TO DO
Leave out every line before the one containing "box: [377, 230, 440, 277]", and set down that line and the rest through the end of the listing exactly.

MATERIAL SUPPLIED START

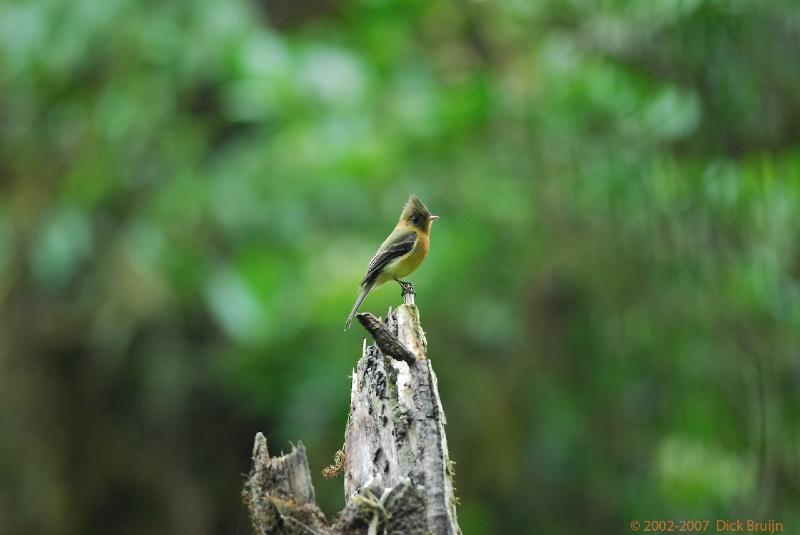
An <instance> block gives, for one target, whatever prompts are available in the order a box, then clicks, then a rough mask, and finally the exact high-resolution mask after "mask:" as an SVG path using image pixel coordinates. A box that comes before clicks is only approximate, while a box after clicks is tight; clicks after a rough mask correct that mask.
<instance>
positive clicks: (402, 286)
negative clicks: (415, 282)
mask: <svg viewBox="0 0 800 535" xmlns="http://www.w3.org/2000/svg"><path fill="white" fill-rule="evenodd" d="M395 280H396V281H397V284H399V285H400V287H401V288H402V289H403V291H402V292H400V297H405V296H406V294H409V295H417V292H415V291H414V286H412V285H411V283H410V282H408V281H401V280H400V279H395Z"/></svg>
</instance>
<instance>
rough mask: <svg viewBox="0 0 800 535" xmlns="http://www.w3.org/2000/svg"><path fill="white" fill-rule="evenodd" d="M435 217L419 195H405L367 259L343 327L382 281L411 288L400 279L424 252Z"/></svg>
mask: <svg viewBox="0 0 800 535" xmlns="http://www.w3.org/2000/svg"><path fill="white" fill-rule="evenodd" d="M437 219H439V216H438V215H432V214H431V212H430V210H428V207H427V206H425V203H423V202H422V201H421V200H420V199H419V197H417V196H416V195H411V196H410V197H409V198H408V201H406V204H405V205H404V206H403V211H402V212H401V213H400V219H399V220H398V221H397V225H396V226H395V227H394V230H393V231H392V233H391V234H389V237H388V238H386V240H385V241H384V242H383V243H382V244H381V246H380V247H378V252H377V253H375V256H373V257H372V260H370V261H369V265H368V266H367V273H366V275H364V278H363V279H362V281H361V287H360V290H359V292H358V297H357V298H356V302H355V304H354V305H353V309H352V310H351V311H350V315H349V316H347V321H345V324H344V330H345V331H346V330H348V329H349V328H350V323H351V322H352V321H353V316H355V315H356V312H358V307H360V306H361V303H362V302H363V301H364V299H365V298H366V297H367V294H368V293H369V292H370V291H372V290H373V289H375V288H377V287H378V286H380V285H382V284H383V283H385V282H388V281H390V280H394V281H396V282H397V283H398V284H399V285H400V286H401V287H402V288H403V293H406V292H413V291H414V290H413V287H412V286H411V284H410V283H409V282H406V281H404V280H401V279H402V278H403V277H407V276H408V275H410V274H412V273H413V272H414V271H416V269H417V268H418V267H419V266H420V264H422V261H423V260H425V257H426V256H428V251H429V250H430V233H431V225H432V224H433V222H434V221H436V220H437Z"/></svg>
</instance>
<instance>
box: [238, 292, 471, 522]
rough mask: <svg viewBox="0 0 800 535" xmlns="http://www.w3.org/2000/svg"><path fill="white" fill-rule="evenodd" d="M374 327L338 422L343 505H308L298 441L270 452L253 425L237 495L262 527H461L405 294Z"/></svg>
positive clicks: (412, 302) (364, 316)
mask: <svg viewBox="0 0 800 535" xmlns="http://www.w3.org/2000/svg"><path fill="white" fill-rule="evenodd" d="M404 299H405V304H403V305H401V306H399V307H398V308H397V309H395V310H391V309H390V310H389V314H388V316H387V318H386V321H385V322H381V321H380V320H378V319H377V318H375V316H373V315H372V314H359V315H358V316H357V317H358V319H359V322H361V324H362V325H363V326H364V327H365V328H366V329H367V330H368V331H369V332H370V333H371V334H372V335H373V337H374V338H375V341H376V343H375V345H369V346H367V345H365V346H364V350H363V354H362V356H361V358H360V359H359V361H358V363H357V365H356V369H355V370H354V371H353V376H352V385H351V391H350V416H349V418H348V422H347V427H346V429H345V444H344V463H343V469H344V489H345V502H346V505H345V508H344V510H343V511H342V512H341V513H340V514H339V517H338V520H337V521H336V523H335V524H333V525H330V524H329V523H327V522H326V521H325V518H324V516H323V515H322V513H321V512H320V511H319V508H317V506H316V504H315V503H314V489H313V486H312V483H311V476H310V473H309V470H308V461H307V460H306V455H305V448H303V446H302V444H300V445H298V446H297V447H296V448H295V447H293V448H292V451H291V452H290V453H289V454H288V455H285V456H282V457H277V458H270V456H269V454H268V452H267V449H266V439H265V438H264V436H263V435H262V434H261V433H259V434H257V435H256V444H255V446H254V451H253V469H252V471H251V473H250V476H249V478H248V480H247V483H246V484H245V490H244V497H245V502H246V503H247V505H248V509H249V511H250V516H251V519H252V521H253V529H254V530H255V532H256V533H258V534H259V535H266V534H272V533H281V534H283V533H291V534H294V533H305V534H322V535H339V534H341V535H345V534H347V535H350V534H352V535H355V534H359V535H361V534H364V533H382V532H383V531H386V532H387V533H398V534H399V533H402V534H410V535H424V534H428V533H431V534H433V535H460V533H461V529H460V528H459V526H458V520H457V517H456V498H455V493H454V488H453V482H452V476H453V472H452V465H451V462H450V458H449V452H448V449H447V438H446V436H445V428H444V426H445V423H446V420H445V416H444V411H443V410H442V404H441V401H440V399H439V389H438V384H437V380H436V374H435V373H434V371H433V367H432V365H431V361H430V360H428V358H427V341H426V340H425V333H424V332H423V330H422V327H421V326H420V321H419V312H418V310H417V307H416V306H415V305H414V296H413V294H412V293H404Z"/></svg>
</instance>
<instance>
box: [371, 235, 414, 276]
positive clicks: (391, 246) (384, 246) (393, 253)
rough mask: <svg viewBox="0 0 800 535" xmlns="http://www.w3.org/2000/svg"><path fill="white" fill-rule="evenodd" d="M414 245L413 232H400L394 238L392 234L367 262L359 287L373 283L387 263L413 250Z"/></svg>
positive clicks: (393, 235)
mask: <svg viewBox="0 0 800 535" xmlns="http://www.w3.org/2000/svg"><path fill="white" fill-rule="evenodd" d="M415 243H417V234H416V233H415V232H414V231H411V230H409V231H402V232H400V233H399V234H398V235H397V236H394V233H392V235H390V236H389V238H387V239H386V241H385V242H383V245H381V247H380V249H378V252H377V253H375V256H373V257H372V260H370V261H369V266H367V274H366V275H364V280H362V281H361V285H362V286H363V285H365V284H367V283H369V282H373V281H374V280H375V279H376V278H377V277H378V275H379V274H380V272H381V271H382V270H383V268H385V267H386V265H387V264H388V263H389V262H391V261H392V260H394V259H395V258H398V257H401V256H403V255H404V254H407V253H409V252H411V250H412V249H414V244H415Z"/></svg>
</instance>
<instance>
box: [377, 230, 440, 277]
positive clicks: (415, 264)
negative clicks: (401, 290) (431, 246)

MATERIAL SUPPLIED END

ANSWER SPACE
box: [377, 230, 440, 277]
positive clicks: (415, 264)
negative clicks: (401, 290) (431, 246)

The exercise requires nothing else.